Render each line of the records below as one string in a JSON list, keeping line order and leaving out blank lines.

◆ **RECORDED DATA**:
------------------------------------------------------------

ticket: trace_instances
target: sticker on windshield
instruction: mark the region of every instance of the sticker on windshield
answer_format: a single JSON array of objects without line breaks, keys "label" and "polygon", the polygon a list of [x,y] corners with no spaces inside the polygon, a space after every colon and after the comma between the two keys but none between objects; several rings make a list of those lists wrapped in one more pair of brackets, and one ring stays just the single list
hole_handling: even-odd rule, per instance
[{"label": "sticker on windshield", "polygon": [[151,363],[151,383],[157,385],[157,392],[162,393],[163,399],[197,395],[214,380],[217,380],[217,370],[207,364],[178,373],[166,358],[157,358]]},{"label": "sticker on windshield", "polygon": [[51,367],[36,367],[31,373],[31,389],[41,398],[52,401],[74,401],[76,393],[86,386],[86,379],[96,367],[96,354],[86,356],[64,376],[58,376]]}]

------------------------------------------------------------

◆ **RIGHT ANSWER**:
[
  "ticket: trace_instances",
  "target: sticker on windshield",
  "instruction: mark the region of every instance of the sticker on windshield",
  "answer_format: a single JSON array of objects without line breaks, keys \"label\" and \"polygon\", the polygon a list of [x,y] corners with no spaces inside the polygon, a space after every colon and after the comma between the two keys but none between objects; several rings make a list of those lists wrapped in one more pair of brackets, and one ring stays just the single list",
  "hole_handling: even-odd rule, per instance",
  "[{\"label\": \"sticker on windshield\", \"polygon\": [[151,363],[151,383],[157,385],[157,392],[162,393],[163,399],[197,395],[214,380],[217,380],[217,370],[207,364],[178,373],[166,358],[157,358]]},{\"label\": \"sticker on windshield\", \"polygon\": [[51,367],[36,367],[31,373],[31,389],[41,398],[52,401],[74,401],[76,393],[86,386],[86,379],[96,367],[96,354],[86,356],[64,376],[58,376]]}]"
]